> _ARTICLE_:
━━━━━━━━━━

26.  Given that Parliament has not delegated the protection of its interests to the Treasury, the Treasury's practice of taking responsibility for financial regularity and propriety within the executive cannot be considered a constitutional convention in the strict sense. In supplementary written evidence, the Treasury Officer of Accounts confirmed that, when using the term convention, she was: "using [it] in the primary sense in the OED [Oxford English Dictionary], i.e. to denote common practice rather than formal agreement."[25] We accept that the Treasury was not seeking to elevate its internal practices to the status of constitutional conventions. However, clarity in this area is important. We recommend that the Treasury's practices should not be described as "conventions".

The "second reading convention"

27.  Managing Public Money sets out a number of tests which must be passed before the Treasury will authorise pre-legislative expenditure under the new services rules (see paragraph 15). One of these tests is that the bill concerned must have received its second reading in the House of Commons. This test was described by the Economic Secretary to the Treasury, Sajid Javid MP, as the "second reading convention".[26]

A true convention?

28.  It is questionable whether the second reading convention is a true constitutional convention. Sir Stephen Laws KCB QC, former First Parliamentary Counsel, commented that, "whether or not the second reading rule is a convention, I would say it is a rule of thumb."[27]

29.  We are of the view that the Treasury's practice in this area is just that: a practice. Parliament is not, and does not regard itself as, bound by the Treasury's guidance. The second reading practice is not a convention, and should no longer be described as such.

━━━━━━━━━━

> _STATED EXERCISE A_:
How many lines of the rows contain the string "grass"? Case counts, and the reply should be the number alone.

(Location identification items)
━━━━━━━━━━

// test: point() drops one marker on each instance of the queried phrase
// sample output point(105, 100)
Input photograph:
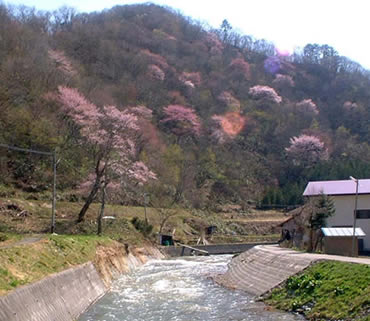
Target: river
point(179, 289)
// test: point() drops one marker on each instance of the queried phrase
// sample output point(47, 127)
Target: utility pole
point(54, 158)
point(54, 192)
point(354, 217)
point(145, 201)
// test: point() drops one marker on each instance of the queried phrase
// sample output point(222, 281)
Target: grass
point(327, 291)
point(187, 223)
point(22, 264)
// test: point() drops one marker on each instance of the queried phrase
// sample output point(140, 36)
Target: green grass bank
point(326, 291)
point(26, 263)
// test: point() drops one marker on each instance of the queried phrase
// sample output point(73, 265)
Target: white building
point(343, 193)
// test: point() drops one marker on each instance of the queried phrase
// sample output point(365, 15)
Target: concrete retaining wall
point(64, 296)
point(232, 248)
point(262, 268)
point(60, 297)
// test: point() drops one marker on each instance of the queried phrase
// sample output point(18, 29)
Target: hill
point(219, 117)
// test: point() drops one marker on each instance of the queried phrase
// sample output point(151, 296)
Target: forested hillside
point(142, 99)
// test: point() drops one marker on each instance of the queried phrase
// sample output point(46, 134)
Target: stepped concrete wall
point(261, 269)
point(232, 248)
point(264, 267)
point(65, 295)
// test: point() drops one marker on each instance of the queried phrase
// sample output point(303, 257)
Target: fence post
point(54, 192)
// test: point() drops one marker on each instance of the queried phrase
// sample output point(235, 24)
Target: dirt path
point(275, 249)
point(26, 240)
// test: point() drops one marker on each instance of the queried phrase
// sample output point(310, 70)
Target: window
point(363, 214)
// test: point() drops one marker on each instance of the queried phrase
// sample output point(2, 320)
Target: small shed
point(338, 240)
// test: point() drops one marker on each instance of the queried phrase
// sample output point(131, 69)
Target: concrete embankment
point(64, 296)
point(264, 267)
point(213, 249)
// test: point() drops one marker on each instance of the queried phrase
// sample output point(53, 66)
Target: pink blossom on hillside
point(110, 133)
point(155, 59)
point(348, 105)
point(229, 100)
point(265, 93)
point(306, 150)
point(84, 113)
point(214, 43)
point(194, 77)
point(155, 72)
point(162, 34)
point(283, 80)
point(307, 106)
point(141, 173)
point(141, 112)
point(241, 66)
point(226, 126)
point(62, 62)
point(182, 120)
point(217, 132)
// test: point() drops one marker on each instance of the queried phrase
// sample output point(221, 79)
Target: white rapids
point(179, 290)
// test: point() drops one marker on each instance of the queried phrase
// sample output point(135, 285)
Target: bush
point(3, 237)
point(142, 226)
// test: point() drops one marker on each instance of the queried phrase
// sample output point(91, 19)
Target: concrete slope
point(262, 268)
point(60, 297)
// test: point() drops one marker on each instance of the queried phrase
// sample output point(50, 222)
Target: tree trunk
point(89, 199)
point(101, 214)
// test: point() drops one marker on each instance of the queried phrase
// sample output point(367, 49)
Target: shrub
point(142, 226)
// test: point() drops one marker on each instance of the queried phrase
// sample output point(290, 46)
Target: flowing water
point(179, 289)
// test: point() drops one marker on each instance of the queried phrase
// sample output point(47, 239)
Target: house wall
point(339, 245)
point(344, 207)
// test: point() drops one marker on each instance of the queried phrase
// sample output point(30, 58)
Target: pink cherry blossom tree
point(182, 121)
point(240, 66)
point(109, 134)
point(156, 73)
point(307, 106)
point(283, 81)
point(231, 102)
point(265, 93)
point(306, 150)
point(194, 78)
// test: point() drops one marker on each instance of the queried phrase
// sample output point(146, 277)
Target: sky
point(289, 24)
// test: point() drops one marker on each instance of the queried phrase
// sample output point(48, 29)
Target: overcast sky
point(343, 24)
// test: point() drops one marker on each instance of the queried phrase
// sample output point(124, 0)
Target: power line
point(19, 149)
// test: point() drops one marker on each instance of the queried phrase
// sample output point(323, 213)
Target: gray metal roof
point(345, 187)
point(342, 231)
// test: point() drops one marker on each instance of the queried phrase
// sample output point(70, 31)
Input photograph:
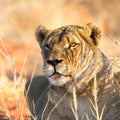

━━━━━━━━━━

> _STATED EXERCISE B_:
In the passage on Treasury conventions, why can't the Treasury's practice of taking responsibility for financial regularity and propriety within the executive be considered a constitutional convention in the strict sense? Answer in one to three sentences.

> _EXERCISE RESPONSE A_:
2

> _EXERCISE RESPONSE B_:
Parliament has not delegated the protection of its interests to the Treasury. For that reason, the Treasury's practice cannot count as a constitutional convention in the strict sense.